- [ARTIGO]
────────────────────────────────────────

Chico, Gil, Caetano e Djavan: de censurados a censores
De Roberto Carlos não se podia esperar outra coisa.
Afinal, passou a carreira toda sem dar um pio contra a ditadura e viveu os
últimos 50 anos como um verdadeiro monarca, decidindo tudo que podia ou não ser
dito sobre ele (não é à toa que é chamado de “Rei”, enquanto Xuxa, outra figura
pública que ainda acredita viver na Monarquia, é a “Rainha”).
Mas Chico Buarque? Um dos compositores mais
censurados do país? Gil e Caetano, exilados pelos militares? Gil, o ministro do
Creative Commons? Absolutamente surreal.
Na coluna de Ancelmo Gois no jornal “O Globo” de
sexta, Djavan justificou assim sua decisão:
“A liberdade de expressão, sob
qualquer circunstância, precisa ser preservada. Ponto. No entanto, sobre tais
biografias, do modo como é hoje, ela, a liberdade de expressão, corre o risco
de acolher uma injustiça, à medida em que privilegia o mercado em detrimento do
indivíduo; editores e biógrafos ganham fortunas enquanto aos biografados resta
o ônus do sofrimento e da indignação. Nos países desenvolvidos, você pode abrir
um processo. No Brasil também, com uma enorme diferença: nós não somos um país
desenvolvido.
Brilhante. Quer dizer que, enquanto não formos um
“país desenvolvido”, o melhor é recorrer à censura típica das repúblicas das
bananas?
O parágrafo de Djavan é tão confuso quanto algumas
de suas letras. Ele começa dizendo que é necessário preservar a liberdade de
expressão “sob qualquer circunstância”, para logo depois justificar a censura
sobre “tais biografias”.
Que biografias seriam essas? As que Djavan e amigos
não aprovam?
Depois, o compositor diz que editores e biógrafos
ganham “fortunas”. Não sei em que país Djavan vive. Onde eu vivo, se um autor
vende dez mil cópias, sai dando cambalhota de felicidade (o escritor ganha, em
média, 10% do preço de capa, então faça as contas e verá que escrever no
Brasil, com raras exceções, é coisa de maluco ou diletante).
Vivo num país onde o Luis Fernando Veríssimo diz
que não sobrevive de literatura. O Veríssimo.

────────────────────────────────────────

(Registros de identificação de posição)
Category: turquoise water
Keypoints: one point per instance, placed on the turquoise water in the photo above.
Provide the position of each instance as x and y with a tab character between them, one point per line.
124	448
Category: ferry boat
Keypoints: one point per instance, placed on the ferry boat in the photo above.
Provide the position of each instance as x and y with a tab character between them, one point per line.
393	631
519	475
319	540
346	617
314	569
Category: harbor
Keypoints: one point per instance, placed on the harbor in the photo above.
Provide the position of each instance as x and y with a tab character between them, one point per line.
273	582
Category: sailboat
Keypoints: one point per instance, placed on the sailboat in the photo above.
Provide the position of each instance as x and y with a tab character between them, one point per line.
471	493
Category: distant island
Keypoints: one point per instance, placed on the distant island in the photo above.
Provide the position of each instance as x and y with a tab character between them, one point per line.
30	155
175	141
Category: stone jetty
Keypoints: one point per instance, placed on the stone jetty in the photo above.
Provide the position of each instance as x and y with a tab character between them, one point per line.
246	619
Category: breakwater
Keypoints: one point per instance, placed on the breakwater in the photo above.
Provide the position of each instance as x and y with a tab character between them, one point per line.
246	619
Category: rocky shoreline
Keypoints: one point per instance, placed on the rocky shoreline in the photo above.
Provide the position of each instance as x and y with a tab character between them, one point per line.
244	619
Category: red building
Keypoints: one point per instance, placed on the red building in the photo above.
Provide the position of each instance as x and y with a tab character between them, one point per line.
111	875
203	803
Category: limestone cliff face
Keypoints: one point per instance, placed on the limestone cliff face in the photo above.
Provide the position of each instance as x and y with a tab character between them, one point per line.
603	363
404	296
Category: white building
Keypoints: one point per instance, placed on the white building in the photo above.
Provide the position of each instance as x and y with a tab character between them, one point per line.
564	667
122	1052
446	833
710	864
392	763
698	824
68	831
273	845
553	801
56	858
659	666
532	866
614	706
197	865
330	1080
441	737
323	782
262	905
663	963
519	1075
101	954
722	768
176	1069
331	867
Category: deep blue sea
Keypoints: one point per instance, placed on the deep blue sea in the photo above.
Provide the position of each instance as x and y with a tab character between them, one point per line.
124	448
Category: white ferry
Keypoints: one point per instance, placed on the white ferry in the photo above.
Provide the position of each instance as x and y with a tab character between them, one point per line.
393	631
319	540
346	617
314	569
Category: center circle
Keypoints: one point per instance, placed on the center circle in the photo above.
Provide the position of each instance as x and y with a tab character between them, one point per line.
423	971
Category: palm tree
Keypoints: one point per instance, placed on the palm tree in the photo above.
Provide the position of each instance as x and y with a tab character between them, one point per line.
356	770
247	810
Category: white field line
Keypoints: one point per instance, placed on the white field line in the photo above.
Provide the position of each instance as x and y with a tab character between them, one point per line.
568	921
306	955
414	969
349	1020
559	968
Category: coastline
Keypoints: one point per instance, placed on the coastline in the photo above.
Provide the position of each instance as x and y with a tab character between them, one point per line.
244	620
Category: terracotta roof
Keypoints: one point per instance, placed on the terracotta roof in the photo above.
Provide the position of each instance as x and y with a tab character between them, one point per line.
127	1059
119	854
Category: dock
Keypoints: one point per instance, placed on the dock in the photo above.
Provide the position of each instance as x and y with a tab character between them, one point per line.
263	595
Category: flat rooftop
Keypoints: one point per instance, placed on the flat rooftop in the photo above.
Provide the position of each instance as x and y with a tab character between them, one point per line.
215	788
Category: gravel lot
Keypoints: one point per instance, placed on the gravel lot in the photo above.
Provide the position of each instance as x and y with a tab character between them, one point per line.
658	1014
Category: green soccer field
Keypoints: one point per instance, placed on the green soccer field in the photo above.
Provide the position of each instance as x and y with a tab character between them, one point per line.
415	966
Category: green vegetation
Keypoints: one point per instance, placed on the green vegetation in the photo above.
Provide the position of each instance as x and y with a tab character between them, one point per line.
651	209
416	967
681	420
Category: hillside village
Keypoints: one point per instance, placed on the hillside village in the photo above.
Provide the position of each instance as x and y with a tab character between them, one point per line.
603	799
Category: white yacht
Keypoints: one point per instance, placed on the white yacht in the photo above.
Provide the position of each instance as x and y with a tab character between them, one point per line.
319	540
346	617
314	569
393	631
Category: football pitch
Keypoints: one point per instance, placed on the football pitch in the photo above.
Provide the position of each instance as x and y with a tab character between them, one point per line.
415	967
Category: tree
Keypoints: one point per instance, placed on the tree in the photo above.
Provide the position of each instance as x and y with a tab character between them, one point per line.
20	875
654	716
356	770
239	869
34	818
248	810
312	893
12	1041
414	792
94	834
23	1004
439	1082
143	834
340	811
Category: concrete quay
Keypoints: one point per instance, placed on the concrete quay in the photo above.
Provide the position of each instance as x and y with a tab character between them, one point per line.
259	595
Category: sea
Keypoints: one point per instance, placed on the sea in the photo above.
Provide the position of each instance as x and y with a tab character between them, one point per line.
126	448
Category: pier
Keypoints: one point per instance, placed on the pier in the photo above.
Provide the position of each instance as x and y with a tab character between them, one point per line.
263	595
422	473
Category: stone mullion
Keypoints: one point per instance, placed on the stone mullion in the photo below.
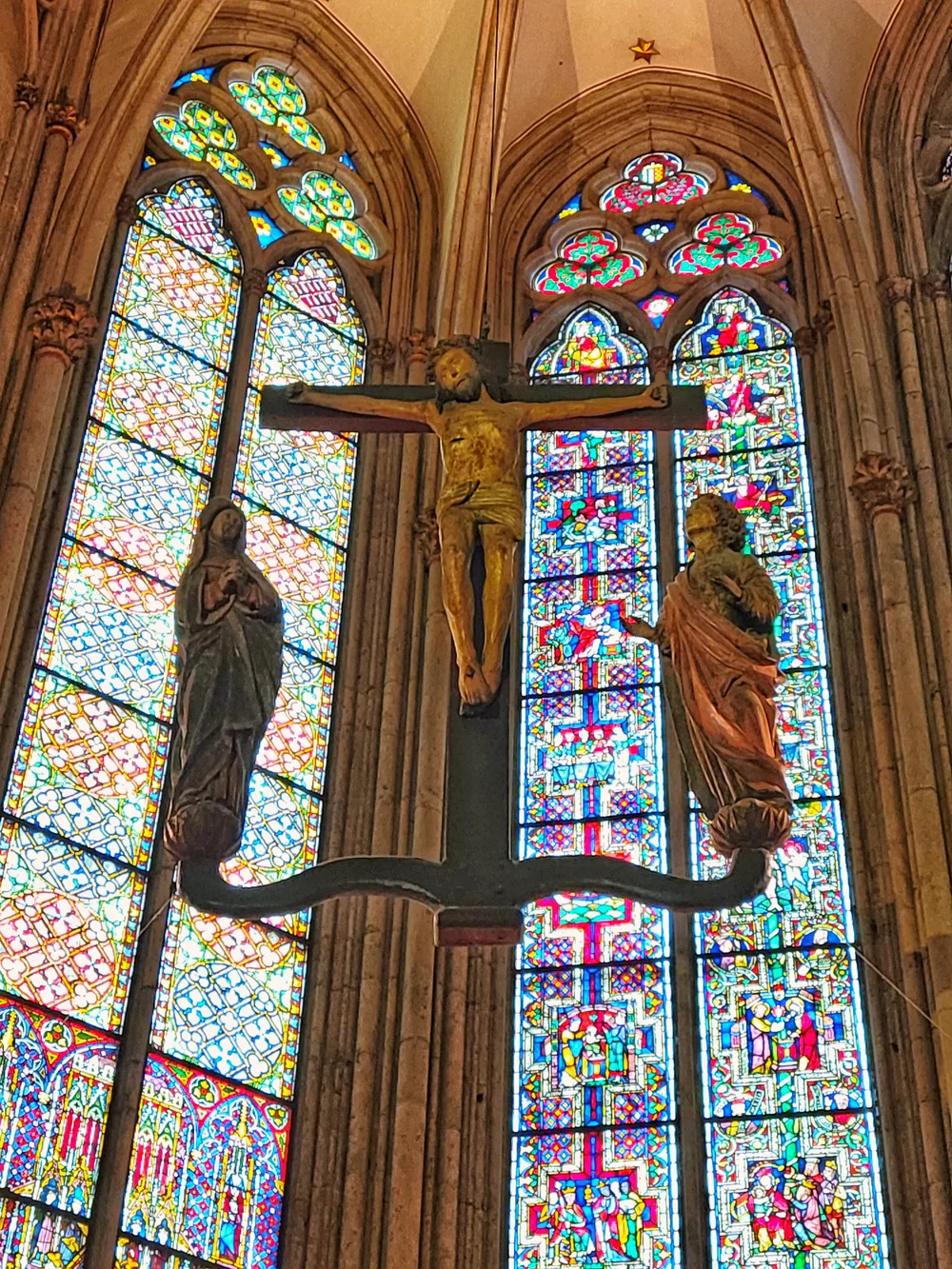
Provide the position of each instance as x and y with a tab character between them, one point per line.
253	286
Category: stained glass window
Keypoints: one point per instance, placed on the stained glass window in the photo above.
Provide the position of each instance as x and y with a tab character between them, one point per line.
792	1160
788	1107
727	239
202	133
82	801
657	178
592	258
82	807
278	100
225	1031
324	205
594	1155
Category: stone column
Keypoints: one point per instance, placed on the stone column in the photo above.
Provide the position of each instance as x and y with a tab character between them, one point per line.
464	285
63	126
61	327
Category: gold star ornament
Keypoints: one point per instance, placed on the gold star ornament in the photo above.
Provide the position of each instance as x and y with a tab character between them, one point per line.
644	50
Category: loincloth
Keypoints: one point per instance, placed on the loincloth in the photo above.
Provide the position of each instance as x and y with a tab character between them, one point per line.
498	503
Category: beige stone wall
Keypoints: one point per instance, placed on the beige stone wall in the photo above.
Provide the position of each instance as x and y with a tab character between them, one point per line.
399	1155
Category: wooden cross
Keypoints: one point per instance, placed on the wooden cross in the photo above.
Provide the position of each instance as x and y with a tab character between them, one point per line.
479	887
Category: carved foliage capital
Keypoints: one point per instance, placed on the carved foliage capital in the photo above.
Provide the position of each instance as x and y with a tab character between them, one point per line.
805	340
935	285
426	534
26	94
895	289
61	324
415	347
64	117
880	484
383	353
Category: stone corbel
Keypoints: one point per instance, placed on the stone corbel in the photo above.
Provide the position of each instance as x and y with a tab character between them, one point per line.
897	289
805	340
63	117
63	325
882	485
383	354
935	285
414	347
26	94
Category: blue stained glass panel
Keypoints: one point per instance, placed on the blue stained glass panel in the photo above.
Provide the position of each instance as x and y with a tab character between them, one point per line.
135	504
596	1199
68	925
110	627
88	768
792	1157
55	1085
594	1164
230	998
230	994
29	1233
208	1162
90	755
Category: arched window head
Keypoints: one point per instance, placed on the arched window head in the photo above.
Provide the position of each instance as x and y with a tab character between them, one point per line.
655	178
174	418
783	1086
590	347
272	137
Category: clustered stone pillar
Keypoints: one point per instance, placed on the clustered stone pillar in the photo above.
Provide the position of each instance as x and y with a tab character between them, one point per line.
61	327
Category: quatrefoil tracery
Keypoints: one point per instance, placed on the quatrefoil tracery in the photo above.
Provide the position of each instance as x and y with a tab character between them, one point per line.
267	130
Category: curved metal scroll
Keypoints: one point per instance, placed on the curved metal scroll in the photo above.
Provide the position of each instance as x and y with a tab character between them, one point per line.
470	896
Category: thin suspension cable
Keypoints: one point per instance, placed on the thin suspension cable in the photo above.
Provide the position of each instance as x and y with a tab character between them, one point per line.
490	202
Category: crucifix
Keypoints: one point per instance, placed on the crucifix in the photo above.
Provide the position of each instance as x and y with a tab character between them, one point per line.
479	888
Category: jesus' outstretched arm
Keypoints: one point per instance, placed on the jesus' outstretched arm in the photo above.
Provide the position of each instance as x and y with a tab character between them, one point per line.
356	403
535	414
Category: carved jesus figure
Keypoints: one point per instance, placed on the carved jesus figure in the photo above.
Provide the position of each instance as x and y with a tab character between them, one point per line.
482	490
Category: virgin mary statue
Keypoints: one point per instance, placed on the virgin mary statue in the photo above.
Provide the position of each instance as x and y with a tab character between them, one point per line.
228	628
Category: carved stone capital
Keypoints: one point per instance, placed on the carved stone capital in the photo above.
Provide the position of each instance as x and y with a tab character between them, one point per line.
255	283
383	353
880	484
26	94
897	288
126	209
823	320
935	285
64	117
659	361
805	340
426	534
415	347
63	325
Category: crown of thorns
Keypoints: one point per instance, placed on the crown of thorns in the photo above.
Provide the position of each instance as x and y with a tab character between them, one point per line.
470	346
730	523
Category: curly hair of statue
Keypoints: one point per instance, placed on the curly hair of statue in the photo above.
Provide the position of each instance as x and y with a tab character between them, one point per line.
474	347
730	522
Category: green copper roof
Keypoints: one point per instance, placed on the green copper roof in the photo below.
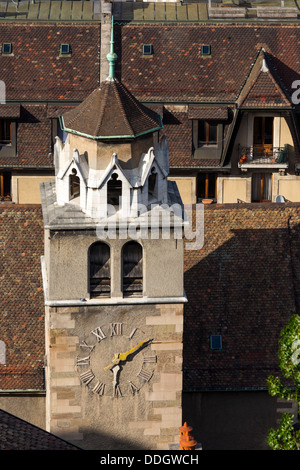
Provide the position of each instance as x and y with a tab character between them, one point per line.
53	10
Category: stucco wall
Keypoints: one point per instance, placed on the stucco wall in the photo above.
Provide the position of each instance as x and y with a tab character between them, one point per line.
148	419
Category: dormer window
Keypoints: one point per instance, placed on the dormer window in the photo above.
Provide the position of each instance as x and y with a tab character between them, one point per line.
6	48
147	49
207	133
2	352
65	50
114	191
74	184
216	342
152	180
205	50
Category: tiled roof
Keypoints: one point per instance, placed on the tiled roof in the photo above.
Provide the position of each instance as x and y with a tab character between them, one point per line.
208	112
96	115
21	297
36	71
244	285
262	88
192	11
17	434
178	73
49	11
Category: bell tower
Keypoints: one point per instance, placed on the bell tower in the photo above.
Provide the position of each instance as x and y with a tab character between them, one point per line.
113	277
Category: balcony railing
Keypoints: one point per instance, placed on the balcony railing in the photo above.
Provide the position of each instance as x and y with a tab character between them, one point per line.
263	155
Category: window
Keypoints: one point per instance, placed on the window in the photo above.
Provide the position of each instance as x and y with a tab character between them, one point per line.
132	257
263	132
216	342
65	49
114	191
5	186
5	132
261	187
6	48
205	50
207	133
99	263
152	183
147	49
74	184
206	185
2	353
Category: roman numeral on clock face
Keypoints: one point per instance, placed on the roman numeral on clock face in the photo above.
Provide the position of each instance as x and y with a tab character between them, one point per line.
149	359
99	334
133	388
117	391
115	329
83	361
84	345
99	389
145	374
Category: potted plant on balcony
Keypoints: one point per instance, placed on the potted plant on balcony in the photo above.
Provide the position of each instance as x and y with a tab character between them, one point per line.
243	157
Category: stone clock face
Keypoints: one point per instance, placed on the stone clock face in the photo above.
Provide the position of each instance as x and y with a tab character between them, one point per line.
115	360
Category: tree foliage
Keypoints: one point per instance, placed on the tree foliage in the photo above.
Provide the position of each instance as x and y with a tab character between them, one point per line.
287	436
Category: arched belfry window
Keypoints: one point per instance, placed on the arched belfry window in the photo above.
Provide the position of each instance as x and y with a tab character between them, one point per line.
114	191
99	263
74	184
132	269
152	179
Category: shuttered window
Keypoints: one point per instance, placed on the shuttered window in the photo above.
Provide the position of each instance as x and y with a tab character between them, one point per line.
132	269
99	270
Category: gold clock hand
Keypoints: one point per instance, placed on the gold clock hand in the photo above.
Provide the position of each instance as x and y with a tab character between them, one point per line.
123	356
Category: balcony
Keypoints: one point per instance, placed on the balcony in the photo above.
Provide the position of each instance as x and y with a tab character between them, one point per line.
260	157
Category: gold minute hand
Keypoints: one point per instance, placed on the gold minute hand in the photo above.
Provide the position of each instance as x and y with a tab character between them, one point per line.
123	356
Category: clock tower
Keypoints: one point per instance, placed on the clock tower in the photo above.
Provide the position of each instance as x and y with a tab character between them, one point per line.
113	278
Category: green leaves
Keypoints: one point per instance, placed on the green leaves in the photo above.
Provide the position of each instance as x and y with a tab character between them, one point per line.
287	437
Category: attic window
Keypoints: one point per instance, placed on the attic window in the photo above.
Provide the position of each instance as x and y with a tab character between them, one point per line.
205	50
147	49
2	352
65	49
216	342
6	48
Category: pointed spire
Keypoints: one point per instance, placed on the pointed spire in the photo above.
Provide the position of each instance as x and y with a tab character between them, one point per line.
111	56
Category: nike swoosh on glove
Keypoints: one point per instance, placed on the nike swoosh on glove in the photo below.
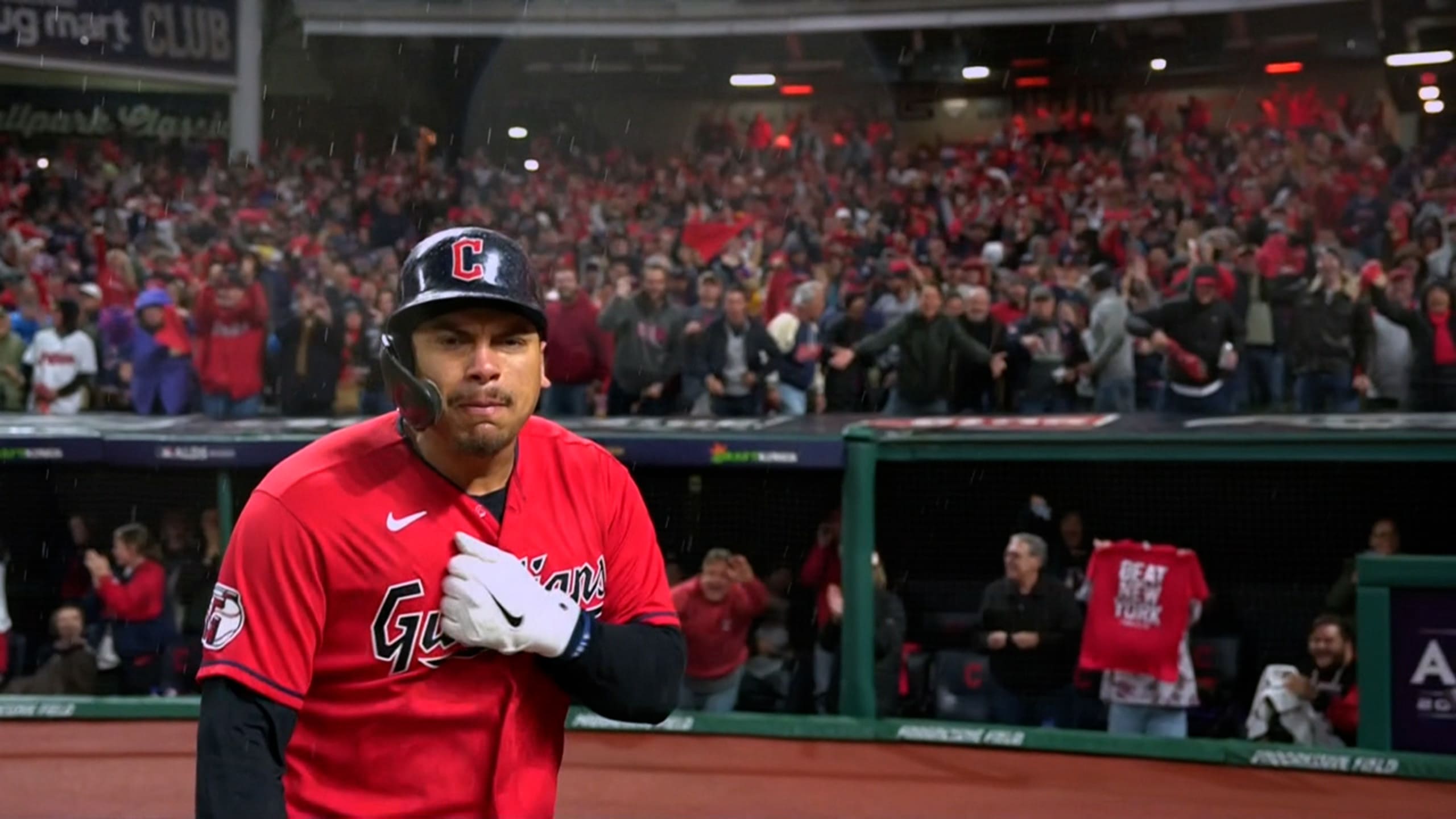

────────────────────────────────────────

- [DESCRIÇÃO DO EXERCÍCIO] Reproduza, sem alterar nada, o trecho do artigo que começa em "Chico, Gil, Caetano" e vai até "Commons? Absolutamente surreal.", incluindo essas palavras.

- [SOLUÇÃO DO PROBLEMA]
Chico, Gil, Caetano e Djavan: de censurados a censores
De Roberto Carlos não se podia esperar outra coisa.
Afinal, passou a carreira toda sem dar um pio contra a ditadura e viveu os
últimos 50 anos como um verdadeiro monarca, decidindo tudo que podia ou não ser
dito sobre ele (não é à toa que é chamado de “Rei”, enquanto Xuxa, outra figura
pública que ainda acredita viver na Monarquia, é a “Rainha”).
Mas Chico Buarque? Um dos compositores mais
censurados do país? Gil e Caetano, exilados pelos militares? Gil, o ministro do
Creative Commons? Absolutamente surreal.